*Exercise requirements*. Count the lines in the listing below that contain the string "buckle", and give only the number.

--- begin Items ---

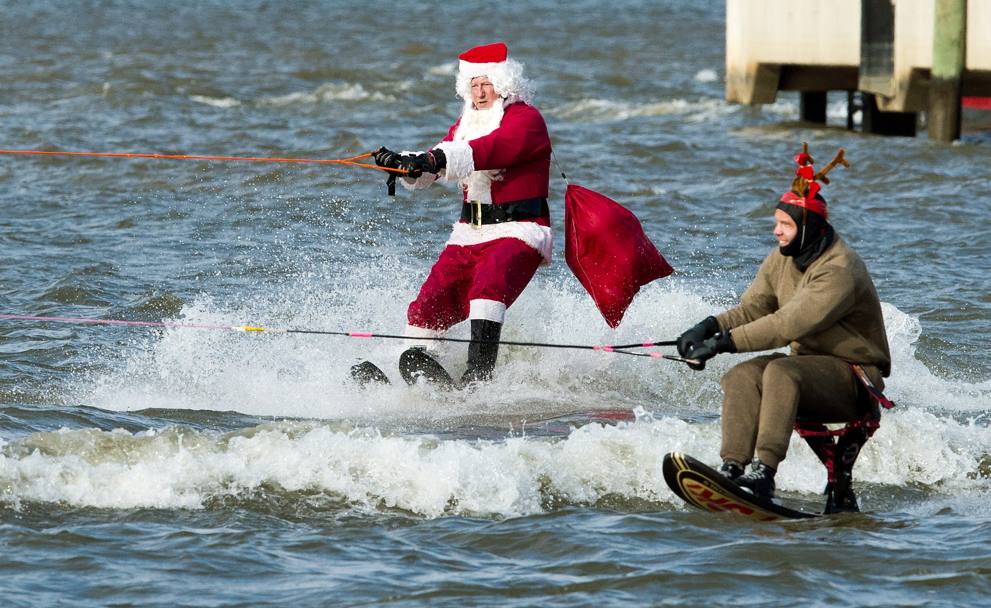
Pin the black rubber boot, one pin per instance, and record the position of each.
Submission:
(759, 481)
(731, 469)
(482, 351)
(839, 495)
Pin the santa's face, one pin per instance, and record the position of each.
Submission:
(483, 93)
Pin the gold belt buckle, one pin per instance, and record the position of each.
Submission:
(477, 220)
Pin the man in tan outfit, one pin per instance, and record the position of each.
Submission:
(814, 294)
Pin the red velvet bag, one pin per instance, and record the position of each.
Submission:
(606, 248)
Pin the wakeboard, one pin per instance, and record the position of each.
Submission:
(366, 373)
(705, 488)
(415, 364)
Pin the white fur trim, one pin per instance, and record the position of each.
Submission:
(489, 310)
(539, 237)
(460, 159)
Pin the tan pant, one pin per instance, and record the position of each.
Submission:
(763, 396)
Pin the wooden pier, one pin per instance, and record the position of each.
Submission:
(902, 56)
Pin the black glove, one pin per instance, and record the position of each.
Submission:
(709, 348)
(692, 338)
(387, 158)
(416, 165)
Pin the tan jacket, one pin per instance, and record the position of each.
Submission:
(830, 309)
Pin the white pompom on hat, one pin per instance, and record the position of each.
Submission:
(492, 61)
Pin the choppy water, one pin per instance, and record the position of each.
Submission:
(197, 468)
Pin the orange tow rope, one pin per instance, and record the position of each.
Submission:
(351, 160)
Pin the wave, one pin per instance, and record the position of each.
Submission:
(367, 470)
(391, 447)
(328, 92)
(217, 102)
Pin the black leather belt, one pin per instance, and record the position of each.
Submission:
(528, 209)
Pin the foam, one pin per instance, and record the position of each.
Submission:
(421, 474)
(217, 102)
(359, 445)
(327, 92)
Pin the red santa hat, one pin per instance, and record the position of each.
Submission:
(493, 62)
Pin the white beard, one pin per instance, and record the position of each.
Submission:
(474, 124)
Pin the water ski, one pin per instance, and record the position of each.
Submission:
(703, 487)
(415, 363)
(366, 373)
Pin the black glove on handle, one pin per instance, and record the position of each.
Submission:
(389, 159)
(416, 165)
(694, 337)
(709, 348)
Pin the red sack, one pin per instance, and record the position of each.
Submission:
(606, 248)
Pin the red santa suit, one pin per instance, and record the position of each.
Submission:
(501, 158)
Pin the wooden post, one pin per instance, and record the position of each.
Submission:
(949, 42)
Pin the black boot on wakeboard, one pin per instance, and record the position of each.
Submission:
(482, 351)
(839, 495)
(759, 481)
(415, 364)
(731, 469)
(366, 373)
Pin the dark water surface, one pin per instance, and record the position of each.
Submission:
(201, 468)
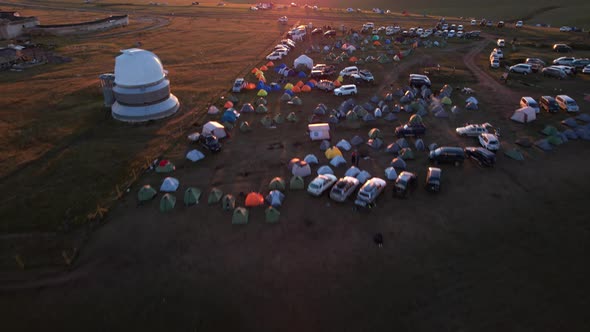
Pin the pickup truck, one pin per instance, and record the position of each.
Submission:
(406, 130)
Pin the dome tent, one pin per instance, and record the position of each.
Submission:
(169, 184)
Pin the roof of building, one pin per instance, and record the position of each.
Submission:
(137, 67)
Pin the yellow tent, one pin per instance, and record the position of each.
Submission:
(333, 152)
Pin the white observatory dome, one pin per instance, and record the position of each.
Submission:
(137, 67)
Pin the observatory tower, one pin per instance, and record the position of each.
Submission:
(141, 88)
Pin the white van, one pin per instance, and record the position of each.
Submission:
(530, 102)
(349, 71)
(566, 103)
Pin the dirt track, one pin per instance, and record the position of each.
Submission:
(499, 249)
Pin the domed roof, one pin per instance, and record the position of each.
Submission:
(138, 67)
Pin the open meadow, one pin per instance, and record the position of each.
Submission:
(500, 248)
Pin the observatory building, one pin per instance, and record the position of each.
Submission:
(139, 90)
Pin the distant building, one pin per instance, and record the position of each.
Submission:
(13, 25)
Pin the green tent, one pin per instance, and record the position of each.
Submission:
(272, 215)
(277, 184)
(297, 101)
(514, 154)
(214, 196)
(245, 127)
(167, 168)
(285, 97)
(296, 183)
(554, 140)
(167, 203)
(279, 118)
(240, 216)
(192, 196)
(406, 154)
(266, 121)
(549, 131)
(261, 109)
(228, 202)
(292, 117)
(146, 193)
(375, 133)
(415, 119)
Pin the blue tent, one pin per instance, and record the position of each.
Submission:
(229, 116)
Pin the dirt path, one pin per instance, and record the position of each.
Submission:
(486, 82)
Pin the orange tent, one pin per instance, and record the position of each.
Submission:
(254, 199)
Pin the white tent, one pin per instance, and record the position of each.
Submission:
(319, 131)
(390, 173)
(524, 115)
(215, 128)
(169, 184)
(301, 169)
(303, 60)
(195, 155)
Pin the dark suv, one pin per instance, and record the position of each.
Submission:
(447, 154)
(482, 156)
(548, 104)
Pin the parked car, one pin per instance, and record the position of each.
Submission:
(482, 156)
(521, 68)
(210, 142)
(344, 188)
(407, 130)
(330, 33)
(447, 154)
(349, 71)
(548, 104)
(370, 191)
(569, 70)
(562, 48)
(489, 141)
(494, 62)
(433, 178)
(417, 80)
(239, 84)
(345, 90)
(404, 181)
(321, 183)
(581, 63)
(474, 130)
(566, 103)
(564, 61)
(326, 85)
(530, 102)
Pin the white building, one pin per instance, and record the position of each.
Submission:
(141, 88)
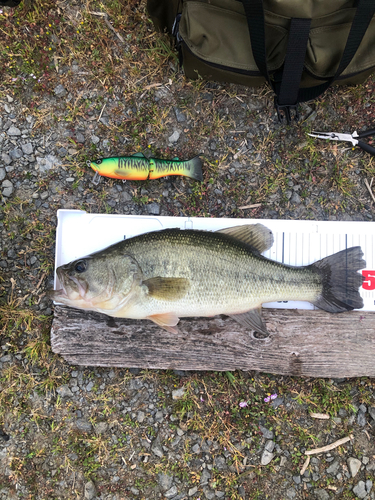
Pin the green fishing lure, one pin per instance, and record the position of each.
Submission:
(140, 168)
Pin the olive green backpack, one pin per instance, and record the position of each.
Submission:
(300, 47)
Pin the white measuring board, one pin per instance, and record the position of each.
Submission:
(296, 243)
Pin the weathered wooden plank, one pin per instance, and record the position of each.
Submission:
(306, 343)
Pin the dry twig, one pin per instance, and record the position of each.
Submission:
(329, 447)
(369, 188)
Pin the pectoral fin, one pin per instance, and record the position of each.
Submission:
(255, 235)
(167, 288)
(251, 319)
(166, 321)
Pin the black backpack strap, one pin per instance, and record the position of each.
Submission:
(287, 96)
(10, 3)
(287, 90)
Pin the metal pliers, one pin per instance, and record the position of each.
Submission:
(353, 138)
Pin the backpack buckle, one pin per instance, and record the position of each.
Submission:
(287, 111)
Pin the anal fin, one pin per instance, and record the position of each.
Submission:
(251, 319)
(166, 321)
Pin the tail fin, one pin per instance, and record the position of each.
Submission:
(195, 170)
(340, 280)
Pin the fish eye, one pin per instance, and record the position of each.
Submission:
(80, 266)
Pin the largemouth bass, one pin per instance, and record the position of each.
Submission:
(140, 168)
(166, 275)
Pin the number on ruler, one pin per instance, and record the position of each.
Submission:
(369, 282)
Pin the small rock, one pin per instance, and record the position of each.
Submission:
(267, 456)
(60, 91)
(6, 159)
(270, 445)
(179, 115)
(205, 477)
(334, 467)
(159, 416)
(140, 417)
(153, 208)
(12, 130)
(321, 494)
(80, 137)
(172, 492)
(178, 393)
(47, 163)
(174, 137)
(101, 427)
(90, 490)
(277, 402)
(83, 425)
(64, 391)
(16, 153)
(196, 449)
(361, 419)
(368, 485)
(165, 481)
(27, 148)
(156, 449)
(296, 199)
(220, 463)
(371, 411)
(266, 433)
(354, 465)
(291, 493)
(360, 490)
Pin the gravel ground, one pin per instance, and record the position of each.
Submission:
(87, 433)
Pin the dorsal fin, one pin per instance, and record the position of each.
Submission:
(255, 235)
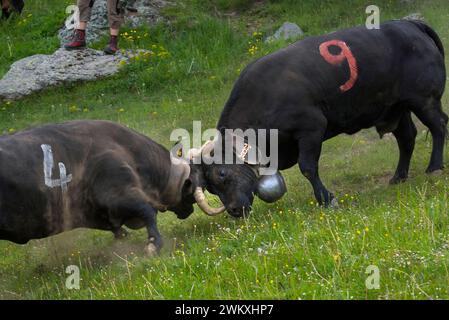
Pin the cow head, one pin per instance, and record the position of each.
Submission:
(236, 184)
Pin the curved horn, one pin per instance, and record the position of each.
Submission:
(201, 200)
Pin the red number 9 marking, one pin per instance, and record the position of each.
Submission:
(336, 60)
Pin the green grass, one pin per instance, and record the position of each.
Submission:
(292, 249)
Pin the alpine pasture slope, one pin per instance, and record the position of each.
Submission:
(289, 250)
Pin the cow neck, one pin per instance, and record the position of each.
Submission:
(179, 173)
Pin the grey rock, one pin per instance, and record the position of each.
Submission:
(287, 31)
(147, 13)
(414, 16)
(41, 71)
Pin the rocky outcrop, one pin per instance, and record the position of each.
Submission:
(286, 32)
(40, 71)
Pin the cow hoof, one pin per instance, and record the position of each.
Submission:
(121, 234)
(436, 173)
(151, 250)
(397, 180)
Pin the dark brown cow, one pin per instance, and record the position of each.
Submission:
(92, 174)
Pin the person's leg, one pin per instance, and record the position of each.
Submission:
(5, 9)
(79, 35)
(115, 16)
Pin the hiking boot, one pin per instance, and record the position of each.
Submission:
(5, 13)
(78, 40)
(112, 47)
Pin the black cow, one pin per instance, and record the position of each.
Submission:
(91, 174)
(338, 83)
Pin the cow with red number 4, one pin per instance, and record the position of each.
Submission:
(323, 86)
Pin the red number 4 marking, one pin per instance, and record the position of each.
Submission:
(337, 60)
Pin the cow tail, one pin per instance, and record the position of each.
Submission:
(431, 33)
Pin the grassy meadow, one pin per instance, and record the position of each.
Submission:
(292, 249)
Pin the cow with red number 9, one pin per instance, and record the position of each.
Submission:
(323, 86)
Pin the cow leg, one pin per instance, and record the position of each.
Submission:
(433, 117)
(405, 134)
(154, 237)
(120, 233)
(309, 155)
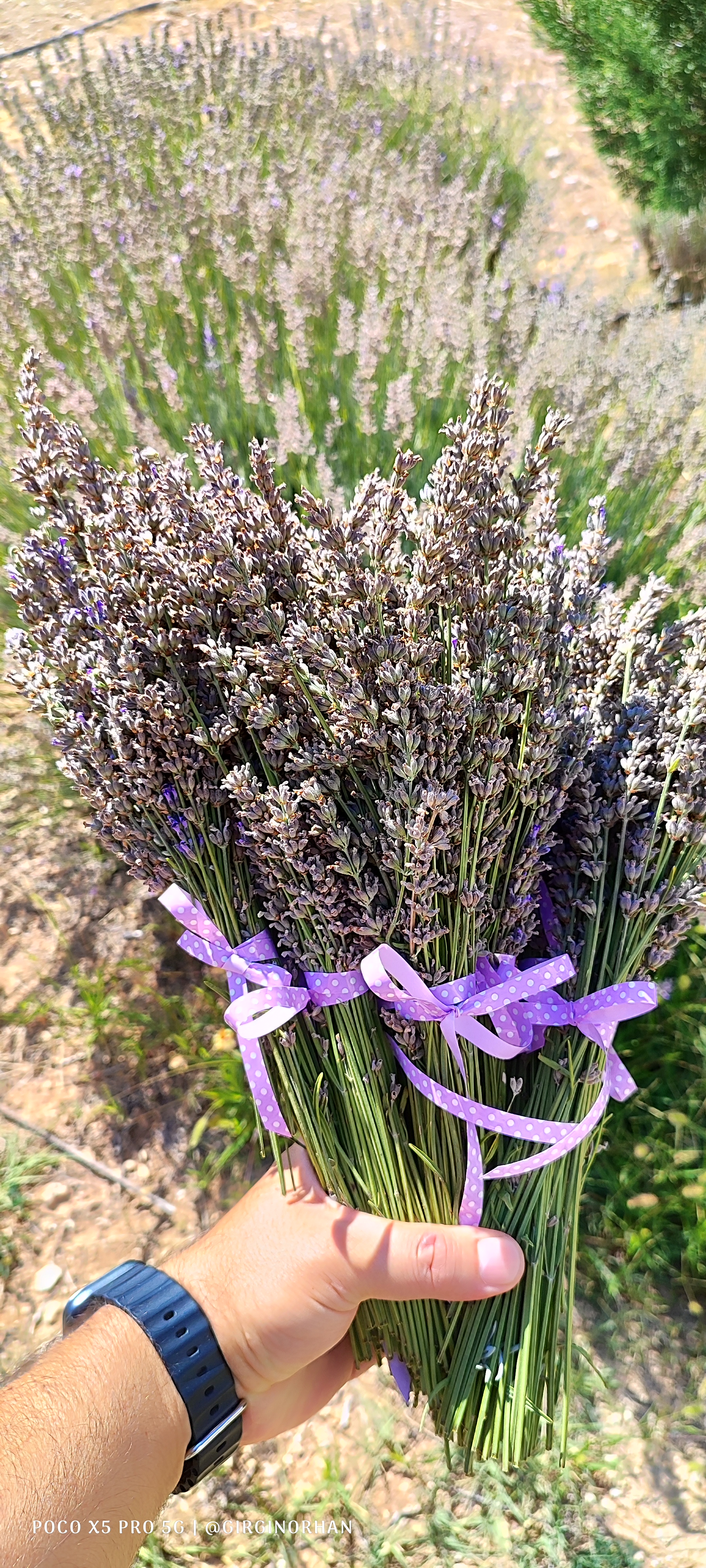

--- end Items ---

*Task answer*. 2